Texto apresentado
* * * * * * * * *
Um traço comum das disputas políticas no interior do Brasil é a intensa polarização em época de eleições. Na atualidade, quando a divisão motivada por crenças e expectativas políticas é uma constante em todo o país, quem viveu ou vive no interior não estranha muito a situação (escreve-se em outubro de 2018). Isso ocorre por que nas cidades médias e menores da nossa jovem democracia, as pessoas manifestam e conhecem as posições umas das outras, identificando os grupos a qual pertencem com bastante facilidade. Num ambiente pequeno e de poucas opções, a divisão entre “nosso lado” e o “lado deles” floresce com muita intensidade, com consequências práticas que beiram a violência e a perseguição. 

Quando a apuração dos votos da eleição termina e os resultados são publicados, não é incomum que o lado “perdedor” receba algum tipo de manifestação. Essa divisão cria uma estranha distinção moral entre os grupos, onde ambos os lados se consideram moralmente superiores ao outro grupo. Também podemos observar essa divisão próxima do tribalismo nas relações entre as diferentes religiosidades, onde elementos históricos e metafísicos (“O Livro”, “O Povo Eleito”, etc.) inflam ainda mais as divisões e distinções. No entanto, na política democrática tais conflitos chamam a atenção por se tratar de um processo de escolha sobre a organização da comunidade, pautado em ideais de liberdade e racionalidade. Por que nos dividimos tanto, pautados por curiosas distinções morais pouco explicadas?

Essa é a questão que o psicólogo americano Jonathan Haidt enfrenta em The Righteous Mind: Why good people are divided by politics and religion. Para responder, Haidt aborda os possíveis modos como nossa psicologia moral se desenvolveu ao longo da história evolutiva, juntamente com uma abordagem sobre os limites da racionalidade quando lidamos com questões que envolvem as relações humanas. Também questiona os modelos tradicionais da psicologia moral e traz à tona questões interessantes sobre a relação entre filosofia, psicologia e evolução, através de curiosos experimentos e levantamentos. Algumas das conclusões de Haidt são questionáveis e abertas à objeção. Porém, trata-se de uma investigação interessante e fundamentada sobre o desenvolvimento de nossa psicologia moral e nossas tendências moralizantes. 

Publicado em 2012, em meio aos intensos debates políticos e culturais dos Estados Unidos, The Righteous Mind (algo como “A mente moralista”) compila estudos e pesquisas realizados pelo próprio Haidt e outros especialistas, além de abordar hipóteses filosóficas tradicionais sobre a moralidade, avaliando seus argumentos e viabilidade a partir do ponto de vista da psicologia moral. Além de ser uma boa introdução à psicologia moral, contextualiza esse campo de pesquisa, descrevendo os passos da construção de suas hipóteses, e o coloca em diálogo com os desenvolvimentos científicos de outras áreas.
* * * * * * * * *
Dados fornecidos
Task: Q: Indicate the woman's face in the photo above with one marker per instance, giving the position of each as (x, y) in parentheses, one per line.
* * * * * * * * *
Desafio
Dê continuidade ao texto sobre polarização política e o livro de Jonathan Haidt, começando logo após a última frase apresentada.

Resultado da tarefa
O livro é dividido em três partes, que o autor anuncia através de hipóteses gerais, demonstradas através de estudos e experimentos sobre a psicologia moral. Na primeira delas, Jonathan Haidt mostra como “A intuição vem antes e o raciocínio estratégico vem depois”. Essa hipótese intuicionista sobre a moralidade humana difere-se de posições racionalistas tradicionais, que acreditam que os juízos morais são fruto de análises e reflexões detidas sobre as circunstâncias. Na maior parte das vezes, nossas intuições e emoções são a base para nossas avaliações morais. Haidt utiliza uma metáfora para ilustrar o modo como nossa moralidade funciona: temos um condutor (razão) tentando controlar um elefante (intuição e emoções). Fruto de um longo e lento processo evolutivo de desenvolvimento, a psicologia moral humana tende mais ao modelo proposto por David Hume (“razão como escrava das paixões”), do que ao modelo racionalista de Immanuel Kant (“a lei moral dentro de mim”).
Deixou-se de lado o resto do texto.